> [Exercise prompt]: Please repeat the lines below, exactly and only, from the one that holds "Note to the class: find each instance of the white race" through the one that holds "Note to the class: find each instance of the starry".

Referring expression data

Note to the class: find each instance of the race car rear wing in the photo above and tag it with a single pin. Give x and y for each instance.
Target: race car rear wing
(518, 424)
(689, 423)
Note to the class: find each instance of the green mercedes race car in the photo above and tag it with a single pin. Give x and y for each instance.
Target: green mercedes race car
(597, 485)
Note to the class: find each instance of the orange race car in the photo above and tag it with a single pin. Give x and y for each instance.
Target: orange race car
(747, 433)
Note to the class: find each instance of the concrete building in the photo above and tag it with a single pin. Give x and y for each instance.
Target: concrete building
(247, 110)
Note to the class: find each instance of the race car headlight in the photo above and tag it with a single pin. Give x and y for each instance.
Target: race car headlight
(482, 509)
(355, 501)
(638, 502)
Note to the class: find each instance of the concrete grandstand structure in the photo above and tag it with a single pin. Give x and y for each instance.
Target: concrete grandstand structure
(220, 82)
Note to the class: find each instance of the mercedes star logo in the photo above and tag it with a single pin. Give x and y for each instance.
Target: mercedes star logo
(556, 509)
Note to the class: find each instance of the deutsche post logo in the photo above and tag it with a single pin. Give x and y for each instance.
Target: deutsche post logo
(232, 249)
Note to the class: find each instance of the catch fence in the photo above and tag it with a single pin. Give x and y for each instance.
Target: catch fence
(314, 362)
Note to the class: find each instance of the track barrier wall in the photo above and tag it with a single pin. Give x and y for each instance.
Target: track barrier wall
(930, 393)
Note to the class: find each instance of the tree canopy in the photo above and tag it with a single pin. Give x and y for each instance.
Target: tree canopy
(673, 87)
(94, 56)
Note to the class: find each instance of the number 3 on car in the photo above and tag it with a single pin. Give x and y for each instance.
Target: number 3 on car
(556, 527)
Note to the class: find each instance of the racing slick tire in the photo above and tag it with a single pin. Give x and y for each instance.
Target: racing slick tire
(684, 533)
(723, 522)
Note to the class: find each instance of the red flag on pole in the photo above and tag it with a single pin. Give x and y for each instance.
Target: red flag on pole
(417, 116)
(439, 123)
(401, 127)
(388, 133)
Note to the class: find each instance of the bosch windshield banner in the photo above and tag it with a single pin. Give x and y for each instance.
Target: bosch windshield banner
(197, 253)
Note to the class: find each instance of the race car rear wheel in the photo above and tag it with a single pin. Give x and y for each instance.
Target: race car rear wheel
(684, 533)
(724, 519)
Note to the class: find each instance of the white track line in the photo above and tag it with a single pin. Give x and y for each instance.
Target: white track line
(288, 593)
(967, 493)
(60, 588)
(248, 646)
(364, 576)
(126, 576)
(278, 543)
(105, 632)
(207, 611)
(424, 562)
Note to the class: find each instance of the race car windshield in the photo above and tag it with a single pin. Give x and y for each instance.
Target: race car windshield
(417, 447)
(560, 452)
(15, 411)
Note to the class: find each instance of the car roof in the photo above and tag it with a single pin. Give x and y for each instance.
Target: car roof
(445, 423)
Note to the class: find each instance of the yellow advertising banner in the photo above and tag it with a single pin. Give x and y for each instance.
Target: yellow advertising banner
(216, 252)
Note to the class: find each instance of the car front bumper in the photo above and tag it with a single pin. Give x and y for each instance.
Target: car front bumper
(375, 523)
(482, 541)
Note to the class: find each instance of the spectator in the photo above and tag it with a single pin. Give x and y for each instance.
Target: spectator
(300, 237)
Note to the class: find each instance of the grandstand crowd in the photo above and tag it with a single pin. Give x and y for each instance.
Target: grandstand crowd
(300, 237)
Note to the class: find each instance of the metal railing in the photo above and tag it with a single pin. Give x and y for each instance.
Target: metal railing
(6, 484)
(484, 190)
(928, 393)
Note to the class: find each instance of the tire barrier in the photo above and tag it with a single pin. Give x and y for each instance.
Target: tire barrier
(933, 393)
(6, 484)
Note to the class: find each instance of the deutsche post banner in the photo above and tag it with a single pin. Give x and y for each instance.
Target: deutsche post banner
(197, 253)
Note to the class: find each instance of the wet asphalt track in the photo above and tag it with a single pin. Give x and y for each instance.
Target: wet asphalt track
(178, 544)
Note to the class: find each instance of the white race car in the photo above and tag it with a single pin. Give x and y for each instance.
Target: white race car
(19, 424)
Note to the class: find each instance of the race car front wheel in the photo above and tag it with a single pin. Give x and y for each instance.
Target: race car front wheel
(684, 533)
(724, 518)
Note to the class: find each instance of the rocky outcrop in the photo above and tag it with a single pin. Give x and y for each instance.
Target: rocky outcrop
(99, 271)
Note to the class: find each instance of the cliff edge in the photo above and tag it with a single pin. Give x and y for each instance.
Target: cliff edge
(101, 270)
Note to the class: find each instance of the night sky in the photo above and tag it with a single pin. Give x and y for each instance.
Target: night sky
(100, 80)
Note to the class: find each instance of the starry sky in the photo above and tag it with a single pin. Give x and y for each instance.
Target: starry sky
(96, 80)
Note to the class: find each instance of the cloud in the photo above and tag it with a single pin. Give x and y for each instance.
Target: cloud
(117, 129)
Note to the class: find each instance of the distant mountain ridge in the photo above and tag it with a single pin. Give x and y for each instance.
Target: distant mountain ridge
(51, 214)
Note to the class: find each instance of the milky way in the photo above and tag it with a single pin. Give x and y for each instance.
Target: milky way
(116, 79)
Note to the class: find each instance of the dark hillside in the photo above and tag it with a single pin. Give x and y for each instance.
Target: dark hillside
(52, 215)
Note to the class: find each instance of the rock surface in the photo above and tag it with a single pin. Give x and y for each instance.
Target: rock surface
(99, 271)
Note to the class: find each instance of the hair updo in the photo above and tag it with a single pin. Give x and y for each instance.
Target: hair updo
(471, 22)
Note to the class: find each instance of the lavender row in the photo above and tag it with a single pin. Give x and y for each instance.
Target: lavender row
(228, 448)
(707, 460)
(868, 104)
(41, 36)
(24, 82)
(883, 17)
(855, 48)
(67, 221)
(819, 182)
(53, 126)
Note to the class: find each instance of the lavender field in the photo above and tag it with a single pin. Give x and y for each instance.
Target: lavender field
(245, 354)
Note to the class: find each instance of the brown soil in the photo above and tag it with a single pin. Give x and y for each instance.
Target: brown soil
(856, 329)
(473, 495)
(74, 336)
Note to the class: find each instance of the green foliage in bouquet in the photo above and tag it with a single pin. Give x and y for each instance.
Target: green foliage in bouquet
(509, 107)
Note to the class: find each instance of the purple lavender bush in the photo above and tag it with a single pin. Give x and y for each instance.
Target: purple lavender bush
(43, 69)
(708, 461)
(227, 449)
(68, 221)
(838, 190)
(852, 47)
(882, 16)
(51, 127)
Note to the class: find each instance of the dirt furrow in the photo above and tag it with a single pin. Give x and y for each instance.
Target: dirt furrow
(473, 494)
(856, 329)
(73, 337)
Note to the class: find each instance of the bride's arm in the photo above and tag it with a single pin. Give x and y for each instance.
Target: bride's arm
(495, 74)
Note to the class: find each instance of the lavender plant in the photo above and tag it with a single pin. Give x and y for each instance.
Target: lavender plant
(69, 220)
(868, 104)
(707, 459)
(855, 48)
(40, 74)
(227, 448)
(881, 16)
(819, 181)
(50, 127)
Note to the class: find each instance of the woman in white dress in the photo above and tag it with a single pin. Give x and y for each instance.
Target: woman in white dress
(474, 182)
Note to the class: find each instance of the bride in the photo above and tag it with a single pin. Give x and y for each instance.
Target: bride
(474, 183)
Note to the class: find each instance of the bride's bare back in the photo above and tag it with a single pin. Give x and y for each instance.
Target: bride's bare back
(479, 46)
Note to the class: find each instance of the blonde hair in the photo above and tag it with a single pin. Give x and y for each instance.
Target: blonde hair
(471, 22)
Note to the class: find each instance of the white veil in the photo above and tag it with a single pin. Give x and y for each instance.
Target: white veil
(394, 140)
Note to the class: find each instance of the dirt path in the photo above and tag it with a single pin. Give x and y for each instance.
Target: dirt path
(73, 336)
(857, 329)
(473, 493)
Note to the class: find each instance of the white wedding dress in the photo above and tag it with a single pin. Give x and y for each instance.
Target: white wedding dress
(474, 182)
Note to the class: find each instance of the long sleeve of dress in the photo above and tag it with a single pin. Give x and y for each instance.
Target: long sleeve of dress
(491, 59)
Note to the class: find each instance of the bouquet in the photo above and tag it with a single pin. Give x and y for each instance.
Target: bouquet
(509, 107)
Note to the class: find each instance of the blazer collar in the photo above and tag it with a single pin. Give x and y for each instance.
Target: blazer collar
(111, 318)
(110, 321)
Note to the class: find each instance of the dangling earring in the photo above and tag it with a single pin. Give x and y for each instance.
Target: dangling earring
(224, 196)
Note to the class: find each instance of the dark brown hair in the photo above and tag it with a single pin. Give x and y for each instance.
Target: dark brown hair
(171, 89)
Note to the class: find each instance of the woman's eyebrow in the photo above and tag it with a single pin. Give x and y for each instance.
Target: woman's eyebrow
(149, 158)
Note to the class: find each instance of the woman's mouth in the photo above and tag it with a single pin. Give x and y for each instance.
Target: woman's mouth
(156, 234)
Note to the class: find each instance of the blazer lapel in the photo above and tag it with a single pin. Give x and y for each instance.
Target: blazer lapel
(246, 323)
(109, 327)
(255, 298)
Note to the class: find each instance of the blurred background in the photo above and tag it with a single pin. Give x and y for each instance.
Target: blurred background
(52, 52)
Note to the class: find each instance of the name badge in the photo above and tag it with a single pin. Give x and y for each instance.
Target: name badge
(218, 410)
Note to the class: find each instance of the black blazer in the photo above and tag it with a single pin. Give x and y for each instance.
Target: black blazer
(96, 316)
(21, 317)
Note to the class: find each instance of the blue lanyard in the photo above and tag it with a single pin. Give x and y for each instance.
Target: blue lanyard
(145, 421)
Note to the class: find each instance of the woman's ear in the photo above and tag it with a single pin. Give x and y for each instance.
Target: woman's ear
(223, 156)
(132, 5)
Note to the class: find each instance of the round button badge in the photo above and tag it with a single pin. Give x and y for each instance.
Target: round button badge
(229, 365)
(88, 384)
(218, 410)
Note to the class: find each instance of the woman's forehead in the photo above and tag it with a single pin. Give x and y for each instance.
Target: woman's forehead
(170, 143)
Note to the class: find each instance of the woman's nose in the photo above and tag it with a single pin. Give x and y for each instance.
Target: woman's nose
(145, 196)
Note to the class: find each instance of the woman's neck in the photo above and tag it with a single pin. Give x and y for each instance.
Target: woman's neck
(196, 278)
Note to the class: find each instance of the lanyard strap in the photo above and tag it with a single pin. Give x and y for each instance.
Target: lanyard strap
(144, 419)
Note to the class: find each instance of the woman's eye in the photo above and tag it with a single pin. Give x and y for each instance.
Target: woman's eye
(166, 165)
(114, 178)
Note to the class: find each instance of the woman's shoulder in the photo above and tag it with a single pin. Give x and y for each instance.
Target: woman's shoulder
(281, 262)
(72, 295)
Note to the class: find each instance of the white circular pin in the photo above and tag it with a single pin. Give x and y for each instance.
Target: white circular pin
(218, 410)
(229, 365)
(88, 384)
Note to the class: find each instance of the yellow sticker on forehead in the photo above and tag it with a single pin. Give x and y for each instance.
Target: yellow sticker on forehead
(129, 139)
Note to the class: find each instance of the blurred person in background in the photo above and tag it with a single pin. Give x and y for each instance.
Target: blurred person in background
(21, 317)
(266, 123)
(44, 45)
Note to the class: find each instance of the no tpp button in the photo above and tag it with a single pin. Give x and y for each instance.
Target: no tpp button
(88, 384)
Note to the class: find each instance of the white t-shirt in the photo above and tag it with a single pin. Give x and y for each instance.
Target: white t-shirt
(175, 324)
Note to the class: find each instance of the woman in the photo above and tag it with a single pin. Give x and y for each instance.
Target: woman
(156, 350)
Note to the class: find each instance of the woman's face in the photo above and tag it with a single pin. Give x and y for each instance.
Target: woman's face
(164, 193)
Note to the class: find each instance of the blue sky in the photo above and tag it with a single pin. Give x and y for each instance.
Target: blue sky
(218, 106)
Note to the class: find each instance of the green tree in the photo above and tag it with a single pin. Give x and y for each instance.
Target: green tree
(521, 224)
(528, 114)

> [Answer space]:
Note to the class: find each instance of the white race car in the photo above and tag it with a single pin. Give x and y for each instance.
Target: white race car
(19, 424)
Note to the class: find each instance of the race car front wheel in the photo above and tag it with a single pin. Give x and y for each instance.
Target: race car front wheel
(684, 533)
(724, 518)
Note to the class: find each instance of the rocky outcrop in the photo above and tag it with a single pin. Give x and y for each instance.
Target: rocky outcrop
(99, 271)
Note to the class: find each instance of the cliff edge in the photo above and tag it with a single pin. Give x and y for each instance.
Target: cliff edge
(101, 270)
Note to the class: find each instance of the night sky in the photo above and tag it with a single pin. Give x and y for each instance.
Target: night sky
(100, 80)
Note to the class: find each instance of the starry sky in the photo above and tag it with a single pin. Give x and y for each instance.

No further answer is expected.